» Ce qui est demandé
1. D'après le texte sur les communs, quel événement est cité comme une illustration spectaculaire ?
2. Les affirmations suivantes sont-elles conformes au texte sur les communs ? Répondez par oui ou non en citant les mots du texte qui tranchent.
(a) Le texte situe la privatisation des ressources au cours des deux cents dernières années.
(b) Selon le texte, ce que nous avons privatisé est devenu entièrement privé.
(c) Le texte donne Wikipédia comme exemple d'application.
3. Poursuivez le texte sur les communs à partir de sa dernière phrase.

» Extrait du document

——

Il faut cultiver nos communs

Il faut cultiver nos communs

Ce que nous avons cru privatiser n’a en fait jamais été totalement privé. Il est toujours resté, sous la surface de nos parcelles, des liens d’interdépendance écologique et sociale.

Au cours de ces deux cents dernières années, la privatisation – superficielle – des ressources nous a permis d’augmenter de manière exponentielle leur extraction, leur rendement et leur exploitation. Cette intense activité économique a eu pour corollaire l’augmentation des connexions entre nous et plus généralement entre nos écosystèmes (échanges de marchandises, d’argent et d’informations).

De sorte, les décisions prises par les agents économiques influent sur un nombre croissant d’hommes, de femmes et d’équilibres écologiques parfois très éloignés des lieux de la décision initiale. La crise financière de 2008 en fut une illustration spectaculaire mais chaque jour des millions de décisions influent sur le devenir d’êtres vivants très éloignés des décisionnaires. Sans doute avez-vous appris par exemple que votre décision de choisir tel ou tel produit dans un rayon de supermarché français impacte les équilibres écologiques et sociaux en Indonésie. Peut-être avez-vous fait évoluer vos comportements d’achat suite à cette information, mais combien restent-ils de ces interconnexions dont vous n’avez même pas encore l’idée ? Des écosystèmes jadis isolés sont désormais connectés, des ressources immatérielles, comme nos connaissances, deviennent de nouveaux communs grâce aux technologies digitales et au développement d’applications comme Wikipédia.

——

» Enregistrements listés
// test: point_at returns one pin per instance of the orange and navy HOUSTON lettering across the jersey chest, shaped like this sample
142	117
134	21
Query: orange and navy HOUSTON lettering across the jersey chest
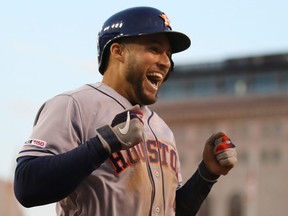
153	152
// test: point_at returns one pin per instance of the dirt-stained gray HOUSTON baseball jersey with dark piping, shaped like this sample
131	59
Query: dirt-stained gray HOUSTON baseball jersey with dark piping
138	181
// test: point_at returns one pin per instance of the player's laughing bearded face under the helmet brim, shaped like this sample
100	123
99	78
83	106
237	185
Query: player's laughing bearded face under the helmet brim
147	62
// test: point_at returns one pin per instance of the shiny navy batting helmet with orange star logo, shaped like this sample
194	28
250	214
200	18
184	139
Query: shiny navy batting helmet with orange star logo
137	21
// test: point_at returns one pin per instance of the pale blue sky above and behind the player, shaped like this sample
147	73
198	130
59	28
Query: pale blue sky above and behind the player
47	47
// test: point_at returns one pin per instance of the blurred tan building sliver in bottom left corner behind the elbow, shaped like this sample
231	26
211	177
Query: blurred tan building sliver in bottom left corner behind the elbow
8	204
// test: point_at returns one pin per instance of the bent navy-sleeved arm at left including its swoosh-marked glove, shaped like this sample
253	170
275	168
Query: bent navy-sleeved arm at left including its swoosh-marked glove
47	179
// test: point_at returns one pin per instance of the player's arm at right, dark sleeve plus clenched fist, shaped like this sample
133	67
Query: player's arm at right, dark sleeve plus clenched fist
219	157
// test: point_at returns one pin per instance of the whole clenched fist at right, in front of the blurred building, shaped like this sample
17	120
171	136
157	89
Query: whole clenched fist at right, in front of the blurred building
219	154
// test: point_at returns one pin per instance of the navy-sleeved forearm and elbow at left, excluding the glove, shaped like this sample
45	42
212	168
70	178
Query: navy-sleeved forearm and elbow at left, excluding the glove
47	179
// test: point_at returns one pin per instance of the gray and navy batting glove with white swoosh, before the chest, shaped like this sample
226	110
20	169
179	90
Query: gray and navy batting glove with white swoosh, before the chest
126	130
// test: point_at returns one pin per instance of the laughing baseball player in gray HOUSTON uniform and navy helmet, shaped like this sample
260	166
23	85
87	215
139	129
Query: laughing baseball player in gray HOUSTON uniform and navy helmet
100	150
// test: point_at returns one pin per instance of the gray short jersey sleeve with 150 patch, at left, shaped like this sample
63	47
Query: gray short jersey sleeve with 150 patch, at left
57	128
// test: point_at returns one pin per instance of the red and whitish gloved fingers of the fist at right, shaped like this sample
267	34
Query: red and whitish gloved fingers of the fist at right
225	151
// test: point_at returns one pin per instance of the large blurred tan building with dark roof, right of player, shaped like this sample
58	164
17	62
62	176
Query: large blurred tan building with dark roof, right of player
248	99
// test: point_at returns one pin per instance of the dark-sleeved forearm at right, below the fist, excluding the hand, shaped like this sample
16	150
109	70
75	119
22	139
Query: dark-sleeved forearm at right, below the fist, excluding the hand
191	195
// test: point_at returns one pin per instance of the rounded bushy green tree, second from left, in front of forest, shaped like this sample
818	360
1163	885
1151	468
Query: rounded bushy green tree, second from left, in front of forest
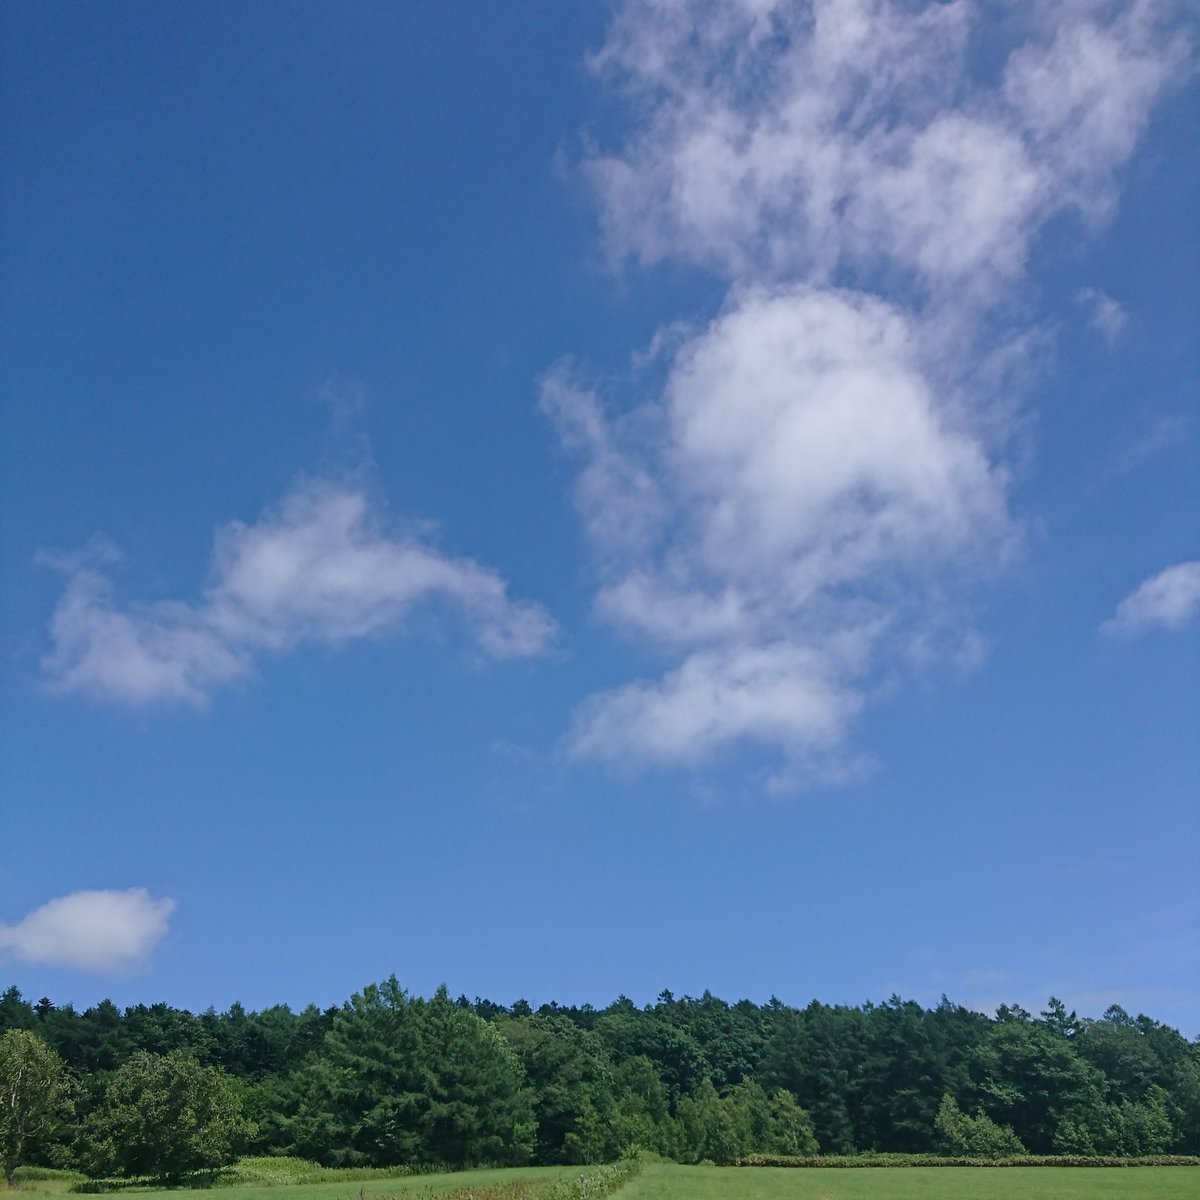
166	1115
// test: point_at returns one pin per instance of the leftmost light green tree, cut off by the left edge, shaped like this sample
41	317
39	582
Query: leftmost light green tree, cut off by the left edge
35	1093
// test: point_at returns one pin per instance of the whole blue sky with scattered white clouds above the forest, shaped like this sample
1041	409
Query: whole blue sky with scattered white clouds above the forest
580	500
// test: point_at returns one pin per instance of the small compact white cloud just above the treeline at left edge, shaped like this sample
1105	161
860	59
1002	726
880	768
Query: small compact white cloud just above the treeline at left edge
103	931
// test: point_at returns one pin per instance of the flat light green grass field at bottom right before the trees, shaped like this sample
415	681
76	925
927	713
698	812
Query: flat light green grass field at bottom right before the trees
670	1183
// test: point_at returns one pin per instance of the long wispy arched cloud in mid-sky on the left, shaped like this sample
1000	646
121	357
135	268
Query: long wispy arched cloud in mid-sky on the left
317	568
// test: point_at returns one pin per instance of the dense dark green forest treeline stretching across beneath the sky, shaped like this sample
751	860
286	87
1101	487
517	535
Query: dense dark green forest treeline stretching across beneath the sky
389	1079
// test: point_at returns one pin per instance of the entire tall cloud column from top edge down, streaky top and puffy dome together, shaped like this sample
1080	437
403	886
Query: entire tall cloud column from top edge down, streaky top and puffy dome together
791	519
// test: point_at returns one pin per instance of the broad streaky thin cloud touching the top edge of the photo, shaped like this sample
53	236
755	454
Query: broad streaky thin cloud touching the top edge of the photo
781	139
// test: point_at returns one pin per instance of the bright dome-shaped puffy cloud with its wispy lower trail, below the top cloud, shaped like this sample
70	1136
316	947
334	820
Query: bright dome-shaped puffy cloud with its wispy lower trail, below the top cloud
817	494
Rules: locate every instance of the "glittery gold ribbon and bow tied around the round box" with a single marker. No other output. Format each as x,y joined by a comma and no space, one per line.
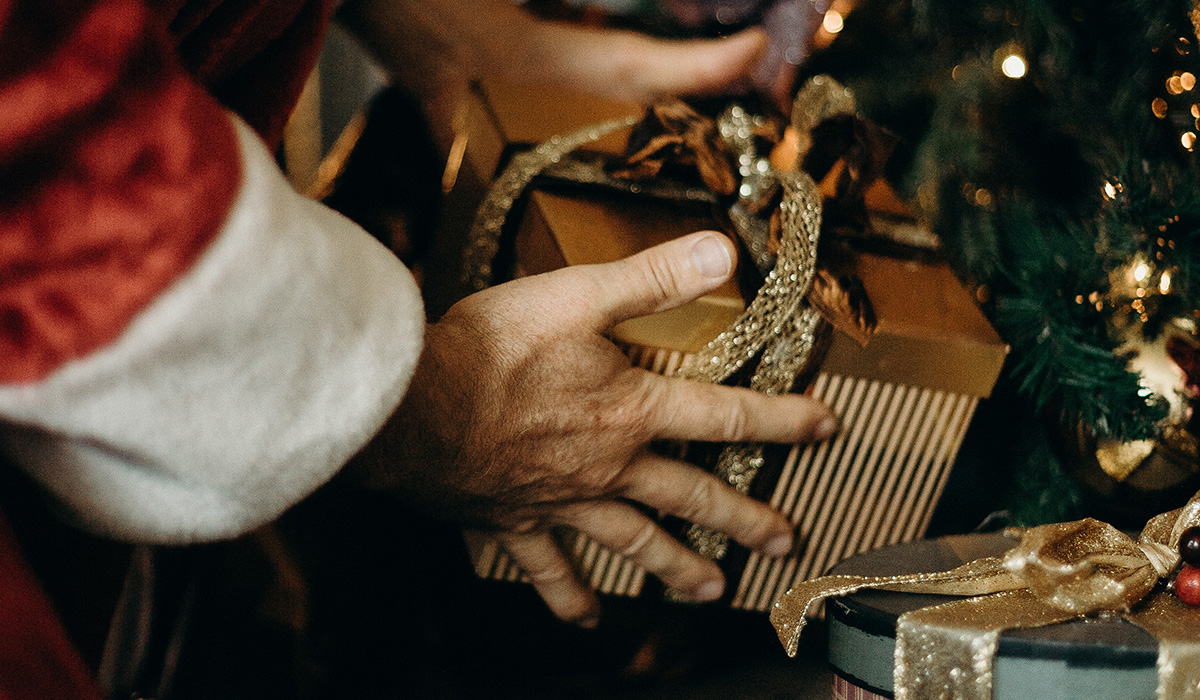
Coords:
1057,573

——

» Réponses par consigne
1. La crise financière de 2008.

2.
(a) Oui : « Au cours de ces deux cents dernières années, la privatisation – superficielle – des ressources »
(b) Non : « Ce que nous avons cru privatiser n’a en fait jamais été totalement privé. »
(c) Oui : « au développement d’applications comme Wikipédia »

3.
Notre planète est en train de devenir une immense copropriété dont les parties communes sont en expansion et en empiétement croissants sur les parties privatives.  A cet instant je vous imagine en train de lever les yeux au ciel en vous remémorant la dernière AG de votre immeuble et la quantité d’énergie dépensée pour aligner une majorité de propriétaires sur des travaux… Une solution pourrait être d’isoler son appartement du reste de l’immeuble, en construisant un mur par exemple ou encore en votant systématiquement contre toutes les résolutions proposées en AG… Mais vous l’avez deviné, les liens déjà tissés ne s’effacent jamais, le réflexe identitaire ne nous sera d’aucune utilité.

Alors oui, cela ne fait plus aucun doute, quelques deux cents ans seulement après avoir appris à devenir propriétaires, nous allons devoir réapprendre à devenir copropriétaires.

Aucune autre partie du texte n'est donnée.